------ PAGE TEXT

Behavior change is a daunting idea especially for matters related to social causes. For the majority, the issues are not personal and therefore it can be hard to inspire action and participation. Ask anyone and no one would ever say no to supporting a larger cause related to the betterment of humanity. However when it really comes down to action there is always a discrepancy between what people say and what they actually do. Why so? From procrastination to a lack of urgency the reasons are numerous. What’s even more surprising? You can easily influence their action even if they intend to or not. Sounds crazy? It is indeed. Lessons from behavioral economics point to many powerful heuristics that can influence behavior. Three of them have been captured here!
How “paving the way” is more powerful than intentions?
At a college campus a group of students were divided into two sets. One who had high intentions to donate versus another set with the least intent to donate. Half of each set were given a personalized letter with specific instructions and a map of what to do, when and how. While the other set was given a generic letter with a straightforward call to action. Mind you in both these sets there were people with high intent and low intent. So what happened? The set that received the generic letter had zero participation from the group with the lowest intention and only 8% participation form the group with the highest intention. On the other hand, the set which had clear instructions on how to act, 42% of the participants with the highest intention made a contribution. But guess what? 25% of the participants with the lowest intention also made the effort to contribute! It is not about just intentions. It’s about facilitating the behavior change by paving the way and guiding the desired behavior.
How “changing the default” option improved organ donation?
Organ donation is a big deal right? If you were to decide on something so major like this you would think twice. It’s not an easy decision and therefore most people tend to procrastinate or not take a decision at all. But guess what certain countries like Austria and Belgium have managed to get over 95% participation towards organ donation while certain European countries like Germany and England have less than 20% participants. Are Austrians more philanthropic vs. their neighbors in Germany? Not really. The higher participations can be attributed to one factor alone. The format of the form. Countries that ask you to opt-in had less than 20% participation but countries that were opt-in by default had over 90% participation. Why? People had to consciously opt-out and that again would led to uneasiness and indecision so the majority just went for the default. Simple.
How the “plight of one” is bigger than the misery of millions?

------------

• _EXERCISES TO COMPLETE_
1 > From the behavior change article, extract the passage starting with "Behavior change is" and going on through "been captured here!".
2 > Answer these questions using the behavior change article:
(a) In the college study, what percentage of the highest-intention participants contributed after receiving clear instructions?
(b) Which two countries reached over 95% participation in organ donation?
(c) What was the participation rate in countries whose form asked people to opt in?
The records that follow have no connection to the behavior change article.

------ DATASET RECORDS

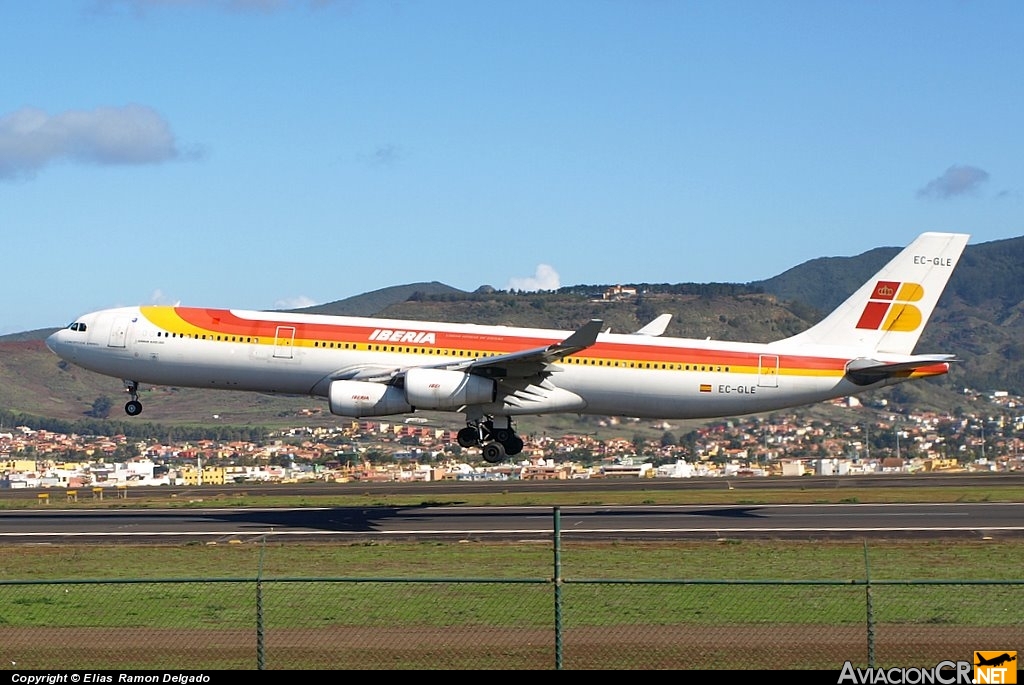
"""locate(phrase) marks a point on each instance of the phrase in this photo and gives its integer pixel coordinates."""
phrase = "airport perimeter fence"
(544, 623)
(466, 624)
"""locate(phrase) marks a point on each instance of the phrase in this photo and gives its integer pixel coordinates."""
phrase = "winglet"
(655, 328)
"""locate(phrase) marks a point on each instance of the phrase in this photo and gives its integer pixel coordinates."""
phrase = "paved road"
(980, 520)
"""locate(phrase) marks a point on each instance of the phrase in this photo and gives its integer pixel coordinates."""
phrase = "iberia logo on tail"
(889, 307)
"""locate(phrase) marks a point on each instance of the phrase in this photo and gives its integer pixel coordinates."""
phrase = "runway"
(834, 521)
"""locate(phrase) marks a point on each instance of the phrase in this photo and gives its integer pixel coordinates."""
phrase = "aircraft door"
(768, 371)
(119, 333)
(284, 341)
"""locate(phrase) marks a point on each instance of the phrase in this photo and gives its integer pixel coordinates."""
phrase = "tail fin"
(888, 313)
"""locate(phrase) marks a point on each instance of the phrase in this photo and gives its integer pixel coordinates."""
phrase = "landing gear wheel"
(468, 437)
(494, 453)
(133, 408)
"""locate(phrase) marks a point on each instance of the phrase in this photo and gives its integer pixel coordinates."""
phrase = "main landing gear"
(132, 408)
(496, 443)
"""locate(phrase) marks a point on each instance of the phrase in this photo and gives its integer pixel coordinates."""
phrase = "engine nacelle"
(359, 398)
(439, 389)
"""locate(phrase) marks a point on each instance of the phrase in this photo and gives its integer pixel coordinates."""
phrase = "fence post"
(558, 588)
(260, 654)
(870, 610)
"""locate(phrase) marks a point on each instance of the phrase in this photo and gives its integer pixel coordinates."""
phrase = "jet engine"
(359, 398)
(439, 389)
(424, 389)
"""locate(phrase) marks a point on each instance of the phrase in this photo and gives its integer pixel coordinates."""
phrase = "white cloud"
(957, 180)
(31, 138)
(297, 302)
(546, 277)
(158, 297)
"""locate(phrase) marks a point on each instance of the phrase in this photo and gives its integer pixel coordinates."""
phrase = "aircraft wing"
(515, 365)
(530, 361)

------------
------ DATASET RECORDS

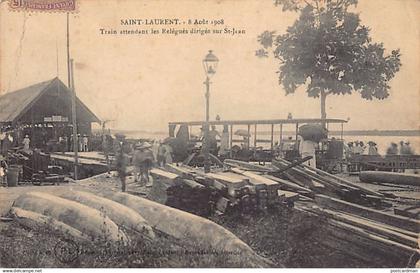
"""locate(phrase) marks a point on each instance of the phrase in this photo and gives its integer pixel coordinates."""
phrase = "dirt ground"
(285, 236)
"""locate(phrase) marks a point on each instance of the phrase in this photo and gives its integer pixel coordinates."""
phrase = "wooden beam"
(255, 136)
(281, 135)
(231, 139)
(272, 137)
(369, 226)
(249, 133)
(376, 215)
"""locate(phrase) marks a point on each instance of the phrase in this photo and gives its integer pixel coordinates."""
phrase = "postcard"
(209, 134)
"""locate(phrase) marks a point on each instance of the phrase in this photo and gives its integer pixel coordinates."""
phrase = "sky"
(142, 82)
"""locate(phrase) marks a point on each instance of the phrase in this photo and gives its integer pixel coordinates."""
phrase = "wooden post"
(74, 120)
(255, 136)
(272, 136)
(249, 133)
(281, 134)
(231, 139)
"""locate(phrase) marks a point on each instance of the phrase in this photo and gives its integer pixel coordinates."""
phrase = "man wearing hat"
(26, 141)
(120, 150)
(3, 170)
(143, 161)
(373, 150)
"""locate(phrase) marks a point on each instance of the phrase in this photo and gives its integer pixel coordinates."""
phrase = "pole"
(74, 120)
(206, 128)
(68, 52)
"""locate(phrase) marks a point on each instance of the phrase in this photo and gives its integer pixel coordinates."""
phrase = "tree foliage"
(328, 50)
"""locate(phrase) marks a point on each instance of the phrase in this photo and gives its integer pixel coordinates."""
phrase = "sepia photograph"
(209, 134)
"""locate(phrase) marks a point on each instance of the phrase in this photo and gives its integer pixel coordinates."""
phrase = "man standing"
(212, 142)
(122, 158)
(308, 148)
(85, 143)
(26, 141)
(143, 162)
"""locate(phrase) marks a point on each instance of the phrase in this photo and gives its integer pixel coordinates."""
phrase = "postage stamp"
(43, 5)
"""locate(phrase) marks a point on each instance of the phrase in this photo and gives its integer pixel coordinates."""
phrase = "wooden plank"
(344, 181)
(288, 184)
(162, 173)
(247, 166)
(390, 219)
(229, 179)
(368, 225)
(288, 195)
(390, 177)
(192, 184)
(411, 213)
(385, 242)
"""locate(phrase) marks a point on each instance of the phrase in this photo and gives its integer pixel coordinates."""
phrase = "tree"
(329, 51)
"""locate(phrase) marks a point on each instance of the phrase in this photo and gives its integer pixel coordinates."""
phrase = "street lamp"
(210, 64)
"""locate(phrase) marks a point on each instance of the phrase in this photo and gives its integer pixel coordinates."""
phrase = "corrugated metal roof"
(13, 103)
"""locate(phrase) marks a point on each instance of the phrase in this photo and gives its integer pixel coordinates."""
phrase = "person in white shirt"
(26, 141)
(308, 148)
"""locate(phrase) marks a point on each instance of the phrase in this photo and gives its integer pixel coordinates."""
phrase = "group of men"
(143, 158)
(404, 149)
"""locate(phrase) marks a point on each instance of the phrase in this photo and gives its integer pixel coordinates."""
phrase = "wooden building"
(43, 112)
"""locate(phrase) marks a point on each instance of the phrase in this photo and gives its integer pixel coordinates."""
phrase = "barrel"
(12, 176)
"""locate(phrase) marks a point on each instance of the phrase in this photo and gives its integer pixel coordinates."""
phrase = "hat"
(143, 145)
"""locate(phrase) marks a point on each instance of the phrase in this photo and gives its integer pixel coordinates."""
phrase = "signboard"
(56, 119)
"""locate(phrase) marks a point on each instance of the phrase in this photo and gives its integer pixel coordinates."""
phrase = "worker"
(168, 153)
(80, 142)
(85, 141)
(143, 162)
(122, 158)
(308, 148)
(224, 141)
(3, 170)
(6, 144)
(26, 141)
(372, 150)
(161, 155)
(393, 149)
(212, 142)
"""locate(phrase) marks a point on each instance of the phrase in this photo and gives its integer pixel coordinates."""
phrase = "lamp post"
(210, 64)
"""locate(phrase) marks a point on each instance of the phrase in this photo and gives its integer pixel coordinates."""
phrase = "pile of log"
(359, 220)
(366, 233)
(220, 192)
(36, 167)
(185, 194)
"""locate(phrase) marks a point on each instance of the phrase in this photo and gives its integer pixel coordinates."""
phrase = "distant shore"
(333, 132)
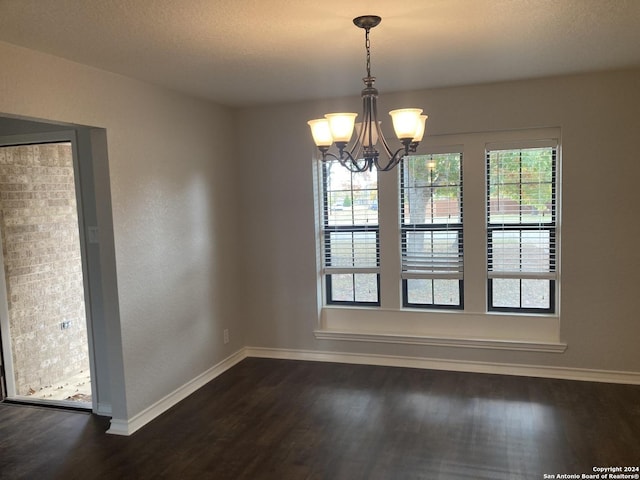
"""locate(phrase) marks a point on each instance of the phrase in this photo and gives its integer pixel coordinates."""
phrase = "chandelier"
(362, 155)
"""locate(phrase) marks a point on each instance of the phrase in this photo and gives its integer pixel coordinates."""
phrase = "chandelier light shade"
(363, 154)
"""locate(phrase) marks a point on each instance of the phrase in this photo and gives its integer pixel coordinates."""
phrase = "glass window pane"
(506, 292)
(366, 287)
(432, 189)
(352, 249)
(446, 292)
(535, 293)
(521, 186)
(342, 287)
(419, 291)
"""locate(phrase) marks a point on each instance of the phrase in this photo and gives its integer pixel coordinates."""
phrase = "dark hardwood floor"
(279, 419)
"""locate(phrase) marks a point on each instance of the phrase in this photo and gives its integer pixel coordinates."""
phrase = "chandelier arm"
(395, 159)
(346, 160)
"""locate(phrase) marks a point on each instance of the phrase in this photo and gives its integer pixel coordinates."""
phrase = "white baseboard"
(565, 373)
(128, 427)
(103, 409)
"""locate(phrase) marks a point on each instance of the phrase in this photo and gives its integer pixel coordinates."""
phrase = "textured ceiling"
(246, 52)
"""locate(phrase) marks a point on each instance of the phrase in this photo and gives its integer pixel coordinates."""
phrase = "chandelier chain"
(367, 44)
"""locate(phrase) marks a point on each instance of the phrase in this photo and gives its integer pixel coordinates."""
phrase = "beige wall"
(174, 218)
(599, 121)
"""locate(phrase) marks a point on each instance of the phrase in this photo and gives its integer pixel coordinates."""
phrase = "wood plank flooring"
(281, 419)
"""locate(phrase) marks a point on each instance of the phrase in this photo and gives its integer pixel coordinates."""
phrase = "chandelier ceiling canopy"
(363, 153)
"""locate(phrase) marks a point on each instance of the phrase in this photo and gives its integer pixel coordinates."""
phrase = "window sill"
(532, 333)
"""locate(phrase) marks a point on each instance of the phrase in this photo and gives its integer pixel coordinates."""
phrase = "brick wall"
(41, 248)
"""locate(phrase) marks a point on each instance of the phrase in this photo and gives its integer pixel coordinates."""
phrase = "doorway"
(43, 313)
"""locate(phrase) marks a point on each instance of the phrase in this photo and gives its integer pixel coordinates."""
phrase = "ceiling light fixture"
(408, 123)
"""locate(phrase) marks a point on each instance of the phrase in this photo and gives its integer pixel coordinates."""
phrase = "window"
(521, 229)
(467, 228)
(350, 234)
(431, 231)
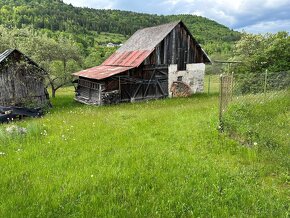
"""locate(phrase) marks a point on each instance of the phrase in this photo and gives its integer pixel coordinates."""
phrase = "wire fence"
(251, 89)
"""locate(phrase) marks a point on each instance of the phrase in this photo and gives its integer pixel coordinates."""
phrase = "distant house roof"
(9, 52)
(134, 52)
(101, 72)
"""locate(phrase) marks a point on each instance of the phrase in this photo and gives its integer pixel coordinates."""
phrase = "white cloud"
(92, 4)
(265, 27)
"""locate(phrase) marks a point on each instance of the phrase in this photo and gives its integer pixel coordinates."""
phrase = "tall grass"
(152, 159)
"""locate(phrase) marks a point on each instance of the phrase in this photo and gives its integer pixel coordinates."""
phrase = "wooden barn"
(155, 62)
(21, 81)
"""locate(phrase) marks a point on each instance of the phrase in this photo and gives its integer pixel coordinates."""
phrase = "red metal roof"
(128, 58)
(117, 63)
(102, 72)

------------
------ DATASET RECORDS

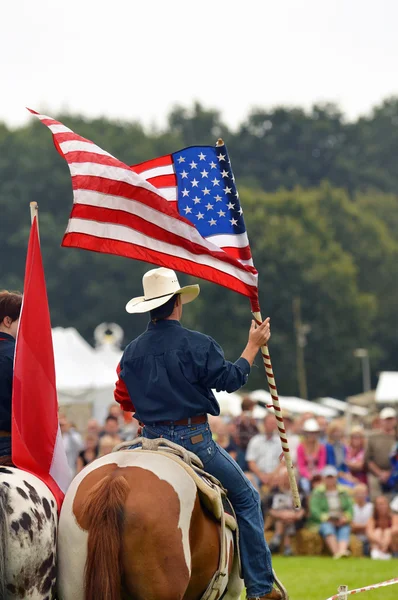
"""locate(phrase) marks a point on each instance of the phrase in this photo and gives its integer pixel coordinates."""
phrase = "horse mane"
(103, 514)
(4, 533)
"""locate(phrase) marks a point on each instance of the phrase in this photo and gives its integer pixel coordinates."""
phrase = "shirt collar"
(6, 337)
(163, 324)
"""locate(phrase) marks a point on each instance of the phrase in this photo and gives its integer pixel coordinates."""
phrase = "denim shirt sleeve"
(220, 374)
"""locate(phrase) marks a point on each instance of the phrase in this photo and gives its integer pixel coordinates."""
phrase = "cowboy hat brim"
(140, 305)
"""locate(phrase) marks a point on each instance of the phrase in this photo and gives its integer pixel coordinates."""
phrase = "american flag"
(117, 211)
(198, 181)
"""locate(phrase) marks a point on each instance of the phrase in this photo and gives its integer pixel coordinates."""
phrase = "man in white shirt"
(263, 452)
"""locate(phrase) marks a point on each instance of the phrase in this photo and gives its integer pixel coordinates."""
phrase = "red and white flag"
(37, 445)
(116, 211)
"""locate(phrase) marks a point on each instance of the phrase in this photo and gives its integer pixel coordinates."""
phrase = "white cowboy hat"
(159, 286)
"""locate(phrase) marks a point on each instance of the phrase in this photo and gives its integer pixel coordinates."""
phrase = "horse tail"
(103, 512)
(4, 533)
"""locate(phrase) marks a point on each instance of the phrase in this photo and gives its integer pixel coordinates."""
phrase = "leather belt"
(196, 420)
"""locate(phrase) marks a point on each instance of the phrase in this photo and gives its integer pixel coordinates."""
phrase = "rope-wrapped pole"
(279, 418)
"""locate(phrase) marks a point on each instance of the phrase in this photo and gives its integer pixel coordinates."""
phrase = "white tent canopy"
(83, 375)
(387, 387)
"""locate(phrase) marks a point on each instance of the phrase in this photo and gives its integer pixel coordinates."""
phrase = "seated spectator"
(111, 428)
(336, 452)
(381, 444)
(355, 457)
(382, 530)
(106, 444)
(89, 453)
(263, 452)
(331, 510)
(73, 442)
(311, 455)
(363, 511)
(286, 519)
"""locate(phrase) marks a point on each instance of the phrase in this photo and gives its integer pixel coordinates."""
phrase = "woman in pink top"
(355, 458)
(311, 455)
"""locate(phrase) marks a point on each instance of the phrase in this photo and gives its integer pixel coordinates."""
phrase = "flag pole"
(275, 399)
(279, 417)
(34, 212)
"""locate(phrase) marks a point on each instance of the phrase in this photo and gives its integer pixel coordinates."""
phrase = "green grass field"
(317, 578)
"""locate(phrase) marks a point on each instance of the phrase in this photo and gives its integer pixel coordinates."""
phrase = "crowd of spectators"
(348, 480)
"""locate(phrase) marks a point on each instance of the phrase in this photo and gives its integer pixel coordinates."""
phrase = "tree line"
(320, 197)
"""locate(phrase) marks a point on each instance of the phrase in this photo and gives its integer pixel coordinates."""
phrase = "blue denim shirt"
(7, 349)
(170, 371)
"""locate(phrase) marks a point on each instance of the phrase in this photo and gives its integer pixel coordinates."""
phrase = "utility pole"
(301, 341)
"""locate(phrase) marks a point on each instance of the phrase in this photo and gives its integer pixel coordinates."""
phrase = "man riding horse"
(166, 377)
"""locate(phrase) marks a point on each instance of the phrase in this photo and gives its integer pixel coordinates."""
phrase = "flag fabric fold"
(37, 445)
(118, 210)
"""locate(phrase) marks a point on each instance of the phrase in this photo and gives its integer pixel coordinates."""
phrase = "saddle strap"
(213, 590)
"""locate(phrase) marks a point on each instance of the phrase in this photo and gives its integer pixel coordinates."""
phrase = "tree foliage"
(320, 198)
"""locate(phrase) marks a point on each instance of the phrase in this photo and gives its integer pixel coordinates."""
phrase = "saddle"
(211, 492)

------------

• _RESPONSES TO THE EXERCISE_
1 >
Behavior change is a daunting idea especially for matters related to social causes. For the majority, the issues are not personal and therefore it can be hard to inspire action and participation. Ask anyone and no one would ever say no to supporting a larger cause related to the betterment of humanity. However when it really comes down to action there is always a discrepancy between what people say and what they actually do. Why so? From procrastination to a lack of urgency the reasons are numerous. What’s even more surprising? You can easily influence their action even if they intend to or not. Sounds crazy? It is indeed. Lessons from behavioral economics point to many powerful heuristics that can influence behavior. Three of them have been captured here!

2 >
(a) 42%
(b) Austria and Belgium
(c) Less than 20%